Robert G. Lamparter of Montauk, a civic activist, Boy Scout leader, and dedicated surfcaster who worked passionately to give back to the hamlet he called home, died last Thursday at Southampton Hospital. He was 77 and had cancer.
Mr. Lamparter built a summer house in Montauk in 1973, splitting his time between Montauk and Commack until he moved east year round in 1996, when he retired from his job as an art and photography teacher at Walt Whitman High School in Huntington.
He was a longtime president of the Montauk Beach Property Owners Association and most recently served as its vice president. He helped found the Montauk Memorial Day parade with Ken Walles in 2011, served as a trustee of Montauk’s Fort Hill Cemetery board, and volunteered with Meals on Wheels.
“He left Montauk a better place than he found it,” John Keeshan, also of that hamlet, said in an obituary written by Mr. Lamparter’s daughter Keri Lamparter of Montauk.
Mr. Lamparter and Jim Ketcham, a retired East Hampton Town justice, spearheaded a successful campaign to stop the proposed incorporation of Montauk village.
“Bob Lamparter was the quintessential Montauk volunteer and community leader,” East Hampton Town Supervisor Bill Wilkinson of Montauk said in Ms. Lamparter’s obituary. “He was persistent, passionate, and plain-speaking” at citizens advisory committee and town board meetings, said Mr. Wilkinson. Mr. Lamparter was “truly a friend of Montauk and I will miss him,” he said.
Mr. Lamparter was born in Brooklyn on Jan. 10, 1936, to William C. Lamparter and the former Nadine Lesch. He grew up in Malverne and graduated in 1953 from Malverne High School. He earned his bachelor of science degree in art education in 1957 from Buffalo State Teachers College, where he was active in the Delta Kappa fraternity, and his master of arts in education from Adelphi University in 1967.
Mr. Lamparter served in the Army from 1958 through 1960, stationed at Fort Sam Houston in Texas. He was active in the Boy Scouts of America throughout his life, serving as a leader at the Wauwepex Scout Training Camp in Wading River in the 1950s, as the director of the Ten Mile River Trading Post in Narrowsburgh, N.Y., during the 1960s through the early 1970s, and as an assistant scoutmaster for the Montauk Boy Scout Troop in recent years.
He was a lifeguard on Long Island during his 20s and again in the early 1970s at the Montauk Golf and Racquet Club, which later became Montauk Downs.
“My father was passionate about Montauk and its preservation,” Keri Lamparter wrote. “He achieved great satisfaction through his civic involvement and touched so many lives in our community.” She said he was her “closest friend, greatest ally, lifelong teacher and mentor, and the source of my artistic education and inspiration.” Having only recently begun to experience symptoms of his illness, he “lived life very fully, right to the end, and passed away peacefully,” she said.
In addition to Keri Lamparter, Mr. Lamparter is survived by another daughter, Lynn Tighe of Wake Forest, N.C., a brother, William Lamparter of Waxhaw, N.C., and one granddaughter. His wife, Ann, died in 2007.
His family has suggested donations to the Montauk Medical Center, attention Dr. Tony Knott, 699 Main Street, Montauk 11954, or the Montauk Memorial Day parade committee, in care of Ken Walles, P.O. Box 668, Montauk.
A memorial service for Mr. Lamparter is being planned for April.

-- Data for review --
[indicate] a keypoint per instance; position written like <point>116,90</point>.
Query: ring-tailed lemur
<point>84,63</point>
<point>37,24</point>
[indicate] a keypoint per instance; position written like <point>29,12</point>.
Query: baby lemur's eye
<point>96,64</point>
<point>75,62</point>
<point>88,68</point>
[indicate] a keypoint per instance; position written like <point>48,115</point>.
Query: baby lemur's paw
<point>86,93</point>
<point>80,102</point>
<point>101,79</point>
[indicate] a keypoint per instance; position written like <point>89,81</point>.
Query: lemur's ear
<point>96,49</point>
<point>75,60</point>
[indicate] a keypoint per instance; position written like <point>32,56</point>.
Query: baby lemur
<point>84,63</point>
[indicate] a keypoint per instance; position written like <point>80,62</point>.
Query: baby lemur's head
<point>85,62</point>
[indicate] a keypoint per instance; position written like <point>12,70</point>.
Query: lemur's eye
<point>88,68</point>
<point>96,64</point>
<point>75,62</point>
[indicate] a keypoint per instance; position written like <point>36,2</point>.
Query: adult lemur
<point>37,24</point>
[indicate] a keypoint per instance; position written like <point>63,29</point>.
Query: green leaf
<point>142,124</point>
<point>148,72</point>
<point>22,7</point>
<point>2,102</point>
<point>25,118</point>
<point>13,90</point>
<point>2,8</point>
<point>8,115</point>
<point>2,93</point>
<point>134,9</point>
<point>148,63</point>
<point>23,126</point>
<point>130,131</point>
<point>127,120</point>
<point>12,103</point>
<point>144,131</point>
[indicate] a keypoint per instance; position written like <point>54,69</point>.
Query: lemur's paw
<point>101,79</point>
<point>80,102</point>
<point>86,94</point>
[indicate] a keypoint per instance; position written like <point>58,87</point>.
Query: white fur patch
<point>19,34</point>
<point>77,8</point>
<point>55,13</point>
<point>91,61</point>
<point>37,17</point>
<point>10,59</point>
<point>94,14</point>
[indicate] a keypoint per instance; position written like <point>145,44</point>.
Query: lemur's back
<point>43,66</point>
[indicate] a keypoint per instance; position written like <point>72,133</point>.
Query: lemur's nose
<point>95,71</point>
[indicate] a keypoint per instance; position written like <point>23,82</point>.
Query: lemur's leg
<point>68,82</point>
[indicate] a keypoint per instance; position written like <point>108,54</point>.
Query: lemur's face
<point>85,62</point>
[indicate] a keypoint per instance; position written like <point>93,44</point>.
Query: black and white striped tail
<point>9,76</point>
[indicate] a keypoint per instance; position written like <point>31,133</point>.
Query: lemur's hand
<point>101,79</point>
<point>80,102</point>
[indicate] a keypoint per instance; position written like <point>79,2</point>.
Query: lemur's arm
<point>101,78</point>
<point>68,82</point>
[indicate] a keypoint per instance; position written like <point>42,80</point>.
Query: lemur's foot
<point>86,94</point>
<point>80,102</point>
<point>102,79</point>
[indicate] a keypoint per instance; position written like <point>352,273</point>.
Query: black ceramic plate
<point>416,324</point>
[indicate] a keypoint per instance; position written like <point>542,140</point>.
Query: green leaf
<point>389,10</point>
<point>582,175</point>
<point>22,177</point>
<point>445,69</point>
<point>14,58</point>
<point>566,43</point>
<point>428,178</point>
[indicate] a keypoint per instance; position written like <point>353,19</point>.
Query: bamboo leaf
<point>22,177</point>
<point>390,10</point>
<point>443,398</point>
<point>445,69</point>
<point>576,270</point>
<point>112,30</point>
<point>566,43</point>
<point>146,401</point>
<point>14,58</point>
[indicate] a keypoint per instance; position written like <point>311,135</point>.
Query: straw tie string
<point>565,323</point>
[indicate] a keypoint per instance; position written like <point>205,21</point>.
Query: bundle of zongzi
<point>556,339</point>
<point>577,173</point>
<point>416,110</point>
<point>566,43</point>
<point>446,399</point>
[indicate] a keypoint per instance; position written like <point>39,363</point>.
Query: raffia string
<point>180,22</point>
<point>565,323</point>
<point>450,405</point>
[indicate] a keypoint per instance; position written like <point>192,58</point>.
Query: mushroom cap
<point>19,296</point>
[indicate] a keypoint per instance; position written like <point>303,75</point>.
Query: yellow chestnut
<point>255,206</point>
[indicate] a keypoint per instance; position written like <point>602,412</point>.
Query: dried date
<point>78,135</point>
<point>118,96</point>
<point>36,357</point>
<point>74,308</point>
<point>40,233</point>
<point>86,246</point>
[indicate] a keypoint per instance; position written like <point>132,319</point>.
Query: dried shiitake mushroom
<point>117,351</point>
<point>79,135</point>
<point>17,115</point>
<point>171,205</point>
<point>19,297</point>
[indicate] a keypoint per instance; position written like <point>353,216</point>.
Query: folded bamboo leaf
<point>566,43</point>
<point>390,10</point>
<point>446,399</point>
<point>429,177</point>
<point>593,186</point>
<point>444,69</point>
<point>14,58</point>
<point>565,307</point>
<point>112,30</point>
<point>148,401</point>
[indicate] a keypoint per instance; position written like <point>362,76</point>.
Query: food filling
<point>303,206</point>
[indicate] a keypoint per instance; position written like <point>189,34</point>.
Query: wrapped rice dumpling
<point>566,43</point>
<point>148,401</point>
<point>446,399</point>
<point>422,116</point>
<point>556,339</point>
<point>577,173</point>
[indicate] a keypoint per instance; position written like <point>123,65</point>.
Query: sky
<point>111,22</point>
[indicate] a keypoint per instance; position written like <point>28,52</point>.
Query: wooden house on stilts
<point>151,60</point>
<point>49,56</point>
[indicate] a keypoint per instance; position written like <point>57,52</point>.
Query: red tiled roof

-- Task list --
(a) Please repeat the passage of the Lamparter obituary from "Mr. Lamparter built" to "of Montauk village.".
(b) According to the Lamparter obituary, in what year did he start living in Montauk year round?
(c) Turn the paragraph of the Lamparter obituary beginning "Mr. Lamparter served in the Army" into a short list that keeps its main facts.

-- Results of the tasks --
(a)
Mr. Lamparter built a summer house in Montauk in 1973, splitting his time between Montauk and Commack until he moved east year round in 1996, when he retired from his job as an art and photography teacher at Walt Whitman High School in Huntington.
He was a longtime president of the Montauk Beach Property Owners Association and most recently served as its vice president. He helped found the Montauk Memorial Day parade with Ken Walles in 2011, served as a trustee of Montauk’s Fort Hill Cemetery board, and volunteered with Meals on Wheels.
“He left Montauk a better place than he found it,” John Keeshan, also of that hamlet, said in an obituary written by Mr. Lamparter’s daughter Keri Lamparter of Montauk.
Mr. Lamparter and Jim Ketcham, a retired East Hampton Town justice, spearheaded a successful campaign to stop the proposed incorporation of Montauk village.

(b) 1996

(c)
- Served in the Army from 1958 through 1960, stationed at Fort Sam Houston in Texas
- Was active in the Boy Scouts of America throughout his life:
  - Leader at the Wauwepex Scout Training Camp in Wading River in the 1950s
  - Director of the Ten Mile River Trading Post in Narrowsburgh, N.Y., from the 1960s through the early 1970s
  - Assistant scoutmaster for the Montauk Boy Scout Troop in recent years